### Exercise directions
Repeat the records below word for word, without the pictures.

--- start Excerpted data ---

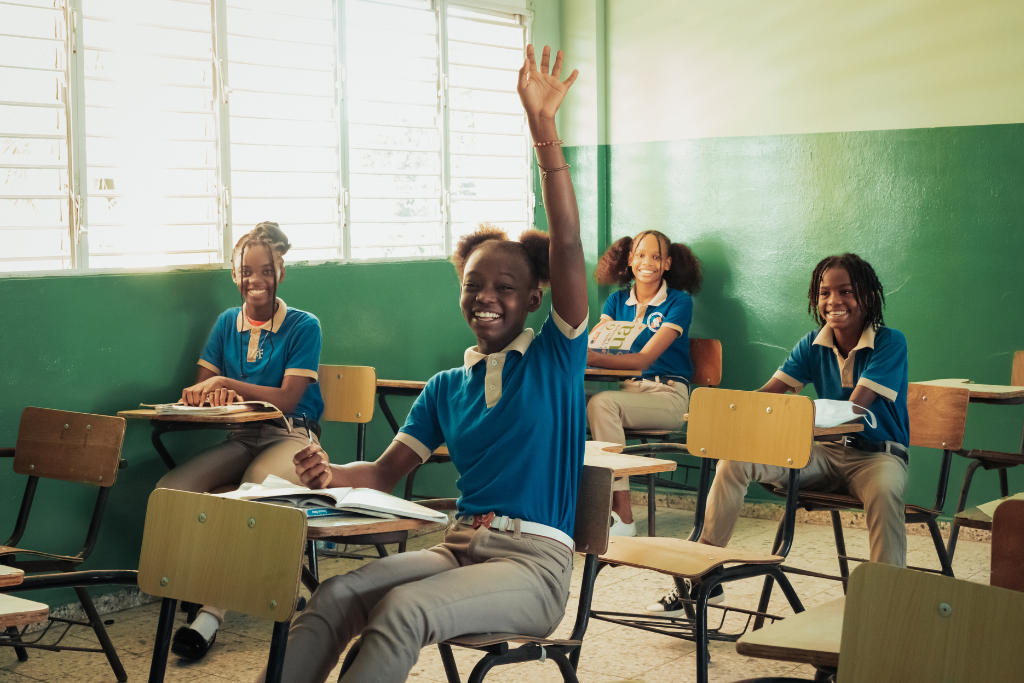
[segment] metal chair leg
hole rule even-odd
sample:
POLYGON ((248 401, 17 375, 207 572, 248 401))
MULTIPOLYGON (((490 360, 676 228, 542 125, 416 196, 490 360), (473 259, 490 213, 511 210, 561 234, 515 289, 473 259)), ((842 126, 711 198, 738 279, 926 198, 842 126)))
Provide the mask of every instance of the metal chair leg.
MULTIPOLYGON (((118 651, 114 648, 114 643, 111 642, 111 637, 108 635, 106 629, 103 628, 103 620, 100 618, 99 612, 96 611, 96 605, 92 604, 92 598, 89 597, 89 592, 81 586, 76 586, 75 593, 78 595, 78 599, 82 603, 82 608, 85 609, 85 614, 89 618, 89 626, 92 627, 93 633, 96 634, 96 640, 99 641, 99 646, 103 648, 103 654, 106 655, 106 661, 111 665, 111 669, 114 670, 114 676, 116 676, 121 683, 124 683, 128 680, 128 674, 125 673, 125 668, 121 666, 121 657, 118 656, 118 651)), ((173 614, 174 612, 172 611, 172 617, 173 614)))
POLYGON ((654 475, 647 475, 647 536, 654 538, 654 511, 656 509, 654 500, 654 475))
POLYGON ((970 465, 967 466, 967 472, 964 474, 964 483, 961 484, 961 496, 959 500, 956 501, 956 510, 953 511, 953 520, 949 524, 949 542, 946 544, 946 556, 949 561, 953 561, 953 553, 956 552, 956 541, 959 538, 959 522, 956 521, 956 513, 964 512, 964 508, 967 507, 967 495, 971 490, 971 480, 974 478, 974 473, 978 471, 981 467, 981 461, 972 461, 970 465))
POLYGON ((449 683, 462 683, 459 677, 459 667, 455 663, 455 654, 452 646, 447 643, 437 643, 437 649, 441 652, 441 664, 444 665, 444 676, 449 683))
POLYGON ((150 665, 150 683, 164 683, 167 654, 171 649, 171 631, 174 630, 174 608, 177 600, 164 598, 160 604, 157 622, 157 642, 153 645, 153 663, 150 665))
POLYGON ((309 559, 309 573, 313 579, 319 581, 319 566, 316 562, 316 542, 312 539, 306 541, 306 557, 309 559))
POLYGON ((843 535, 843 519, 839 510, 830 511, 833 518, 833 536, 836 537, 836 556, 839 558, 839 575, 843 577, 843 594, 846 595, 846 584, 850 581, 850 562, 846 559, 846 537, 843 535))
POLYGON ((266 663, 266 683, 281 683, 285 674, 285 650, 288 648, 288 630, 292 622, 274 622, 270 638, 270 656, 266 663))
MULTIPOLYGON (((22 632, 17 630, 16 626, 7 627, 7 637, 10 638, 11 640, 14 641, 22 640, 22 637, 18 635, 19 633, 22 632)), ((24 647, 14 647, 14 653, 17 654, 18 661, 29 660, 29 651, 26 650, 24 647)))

--- end Excerpted data ---

### Result below
[segment] metal chair leg
hole rule even-odd
sample:
POLYGON ((248 401, 17 375, 207 572, 248 401))
MULTIPOLYGON (((490 360, 676 228, 542 125, 416 196, 490 360), (473 259, 490 213, 511 210, 561 234, 515 289, 473 259)), ((842 126, 711 198, 738 279, 926 198, 842 126)))
Provide the mask of every instance of the metal chair leg.
MULTIPOLYGON (((118 651, 114 648, 114 643, 111 642, 111 637, 108 635, 106 629, 103 628, 103 620, 100 618, 99 612, 96 611, 96 605, 92 604, 92 598, 89 597, 89 592, 81 586, 76 586, 75 593, 78 595, 78 599, 82 603, 82 608, 85 609, 85 614, 89 618, 89 626, 92 627, 93 633, 96 634, 96 640, 99 641, 99 646, 103 648, 103 654, 106 655, 106 661, 111 665, 111 669, 114 670, 114 676, 116 676, 121 683, 124 683, 128 680, 128 674, 125 673, 125 668, 121 666, 121 657, 118 656, 118 651)), ((173 614, 174 612, 172 611, 172 617, 173 614)))
POLYGON ((654 475, 647 475, 647 536, 654 538, 654 511, 656 509, 654 500, 654 475))
POLYGON ((970 465, 967 466, 967 472, 964 474, 964 483, 961 484, 961 496, 959 500, 956 501, 956 510, 953 511, 953 520, 949 524, 949 542, 946 544, 946 556, 949 561, 953 561, 953 553, 956 552, 956 541, 959 538, 959 522, 956 521, 956 513, 964 512, 964 508, 967 507, 967 495, 971 490, 971 480, 974 478, 974 473, 978 471, 981 467, 981 461, 972 461, 970 465))
POLYGON ((449 683, 462 683, 459 677, 459 667, 455 663, 455 654, 452 646, 447 643, 437 643, 437 649, 441 652, 441 664, 444 665, 444 676, 449 683))
POLYGON ((150 665, 150 683, 164 683, 167 654, 171 649, 171 631, 174 630, 174 608, 177 600, 164 598, 160 604, 157 622, 157 642, 153 645, 153 663, 150 665))
POLYGON ((309 559, 309 573, 313 579, 319 581, 319 566, 316 562, 316 542, 312 539, 306 541, 306 557, 309 559))
POLYGON ((843 535, 843 519, 839 510, 830 511, 833 518, 833 536, 836 537, 836 556, 839 558, 839 575, 843 577, 843 594, 846 595, 846 584, 850 581, 850 562, 846 559, 846 537, 843 535))
POLYGON ((266 663, 266 683, 281 683, 285 674, 285 650, 288 648, 288 630, 292 622, 274 622, 270 638, 270 656, 266 663))
MULTIPOLYGON (((22 632, 17 630, 16 626, 7 627, 7 637, 10 638, 11 640, 14 641, 22 640, 22 637, 18 635, 19 633, 22 632)), ((24 647, 14 647, 14 653, 17 654, 18 661, 29 660, 29 651, 26 650, 24 647)))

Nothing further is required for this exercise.